Excerpt from a dataset

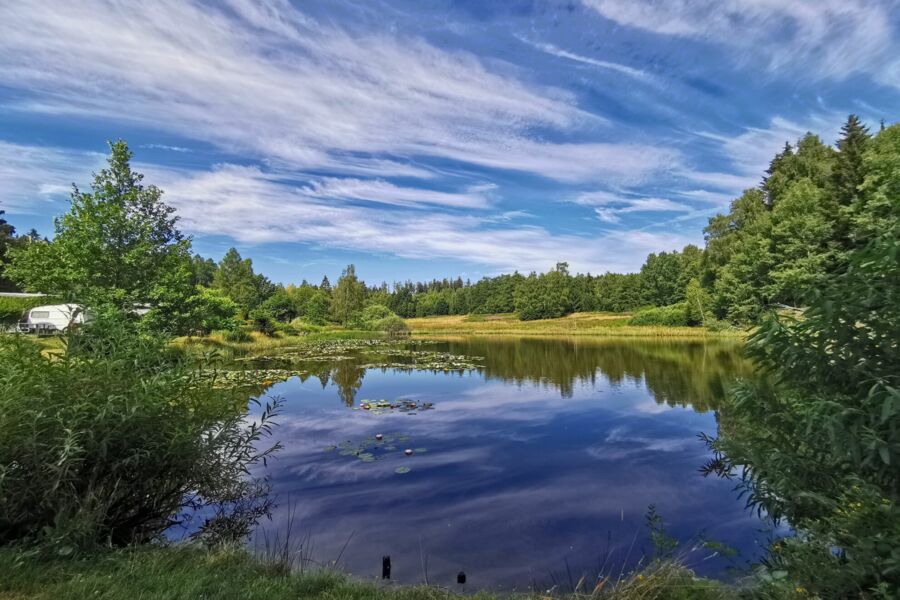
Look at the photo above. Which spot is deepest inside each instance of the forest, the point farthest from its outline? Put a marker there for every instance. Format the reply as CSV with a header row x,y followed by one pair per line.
x,y
814,205
809,258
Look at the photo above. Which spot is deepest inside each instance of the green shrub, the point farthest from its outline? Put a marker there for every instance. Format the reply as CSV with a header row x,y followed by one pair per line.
x,y
112,441
239,335
12,309
374,312
392,325
304,327
817,442
674,315
263,322
377,317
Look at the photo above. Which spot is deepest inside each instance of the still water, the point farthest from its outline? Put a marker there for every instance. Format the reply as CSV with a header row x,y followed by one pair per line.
x,y
540,463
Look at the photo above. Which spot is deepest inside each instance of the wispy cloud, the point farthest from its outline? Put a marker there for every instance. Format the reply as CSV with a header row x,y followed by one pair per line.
x,y
587,60
166,147
267,79
248,205
609,206
32,176
810,38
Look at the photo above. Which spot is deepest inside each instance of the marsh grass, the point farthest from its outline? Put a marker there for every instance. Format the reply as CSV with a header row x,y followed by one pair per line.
x,y
587,324
230,573
260,343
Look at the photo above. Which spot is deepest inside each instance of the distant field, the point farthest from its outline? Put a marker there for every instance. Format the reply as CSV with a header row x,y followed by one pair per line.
x,y
589,323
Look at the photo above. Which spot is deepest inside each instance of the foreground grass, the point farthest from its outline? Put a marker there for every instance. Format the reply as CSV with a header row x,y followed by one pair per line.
x,y
589,323
188,572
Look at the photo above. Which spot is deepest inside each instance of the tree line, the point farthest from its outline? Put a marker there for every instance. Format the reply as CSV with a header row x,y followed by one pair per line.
x,y
119,245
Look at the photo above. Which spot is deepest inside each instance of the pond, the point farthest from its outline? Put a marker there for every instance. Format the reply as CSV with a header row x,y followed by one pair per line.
x,y
533,461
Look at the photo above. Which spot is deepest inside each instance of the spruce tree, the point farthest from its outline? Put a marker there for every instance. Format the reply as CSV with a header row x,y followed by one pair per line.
x,y
848,175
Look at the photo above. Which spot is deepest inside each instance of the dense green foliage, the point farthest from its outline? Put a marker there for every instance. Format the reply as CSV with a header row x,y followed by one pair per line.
x,y
111,441
9,240
13,308
117,246
819,444
188,572
815,205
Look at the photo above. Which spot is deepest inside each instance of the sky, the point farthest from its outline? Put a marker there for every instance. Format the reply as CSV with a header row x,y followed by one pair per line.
x,y
432,138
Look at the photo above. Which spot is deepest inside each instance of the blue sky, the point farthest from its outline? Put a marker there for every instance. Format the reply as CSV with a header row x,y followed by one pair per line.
x,y
427,138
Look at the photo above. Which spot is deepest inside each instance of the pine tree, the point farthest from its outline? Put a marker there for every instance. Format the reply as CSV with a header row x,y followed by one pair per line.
x,y
848,175
771,183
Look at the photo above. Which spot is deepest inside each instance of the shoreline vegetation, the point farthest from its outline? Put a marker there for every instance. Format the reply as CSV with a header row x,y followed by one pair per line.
x,y
231,573
576,324
600,324
110,435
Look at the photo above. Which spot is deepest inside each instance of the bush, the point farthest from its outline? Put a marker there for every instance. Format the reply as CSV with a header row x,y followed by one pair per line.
x,y
393,325
377,317
12,309
117,439
263,322
374,312
674,315
817,442
239,336
303,327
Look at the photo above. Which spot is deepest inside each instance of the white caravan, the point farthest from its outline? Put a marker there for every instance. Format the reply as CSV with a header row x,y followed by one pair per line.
x,y
52,317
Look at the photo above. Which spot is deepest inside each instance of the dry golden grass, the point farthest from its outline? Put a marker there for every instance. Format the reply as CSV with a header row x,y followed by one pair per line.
x,y
589,323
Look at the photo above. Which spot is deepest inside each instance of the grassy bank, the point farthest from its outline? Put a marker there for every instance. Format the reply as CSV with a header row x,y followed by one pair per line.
x,y
260,343
195,573
589,323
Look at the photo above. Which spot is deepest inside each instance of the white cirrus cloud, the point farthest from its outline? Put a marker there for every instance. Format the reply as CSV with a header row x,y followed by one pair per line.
x,y
609,206
817,38
32,177
265,79
248,205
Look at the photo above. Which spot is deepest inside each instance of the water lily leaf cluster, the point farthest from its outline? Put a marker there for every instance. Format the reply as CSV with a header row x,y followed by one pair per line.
x,y
372,449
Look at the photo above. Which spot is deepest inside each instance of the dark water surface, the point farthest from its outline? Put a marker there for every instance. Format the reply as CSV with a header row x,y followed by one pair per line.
x,y
541,463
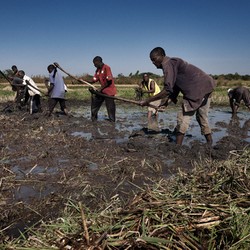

### What needs to be done
Report every line of the records above that contains the word "green", copying each such line in full.

### Task response
Look at the photo above. Which spot is deepest inside each instance of the green shrub, the point farthest from its outline? Put a marker there for every instance. Format the reply as CSV with a header row x,y followed by one pair per line.
Look at the photo above. Which spot is deepest inside each instance of the dense green foliage, the point farthest from its outline? Put a marker there for every instance. Format the reply as CSV with a header row x,y followed by one pair per line.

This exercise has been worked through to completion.